* **Task to complete**
All entries, exactly as written, should be output again.

* **Source records**
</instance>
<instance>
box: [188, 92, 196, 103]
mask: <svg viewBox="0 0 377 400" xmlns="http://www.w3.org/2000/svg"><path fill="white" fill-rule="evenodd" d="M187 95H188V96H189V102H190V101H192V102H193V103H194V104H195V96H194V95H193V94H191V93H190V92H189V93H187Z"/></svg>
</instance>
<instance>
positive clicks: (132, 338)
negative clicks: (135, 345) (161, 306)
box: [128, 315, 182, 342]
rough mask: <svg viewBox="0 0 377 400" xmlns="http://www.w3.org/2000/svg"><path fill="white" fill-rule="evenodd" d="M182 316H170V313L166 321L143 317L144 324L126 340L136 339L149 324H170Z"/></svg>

* **Result of this exercise**
</instance>
<instance>
box: [188, 92, 196, 103]
mask: <svg viewBox="0 0 377 400" xmlns="http://www.w3.org/2000/svg"><path fill="white" fill-rule="evenodd" d="M187 95H188V96H189V102H190V101H192V102H193V103H194V104H195V96H194V95H193V94H191V93H190V92H189V93H187Z"/></svg>
</instance>
<instance>
positive clicks: (132, 338)
negative clicks: (135, 345) (161, 306)
box: [128, 315, 182, 342]
rough mask: <svg viewBox="0 0 377 400" xmlns="http://www.w3.org/2000/svg"><path fill="white" fill-rule="evenodd" d="M182 316H170V313L166 321L143 317L144 324L126 340L136 339L149 324H170Z"/></svg>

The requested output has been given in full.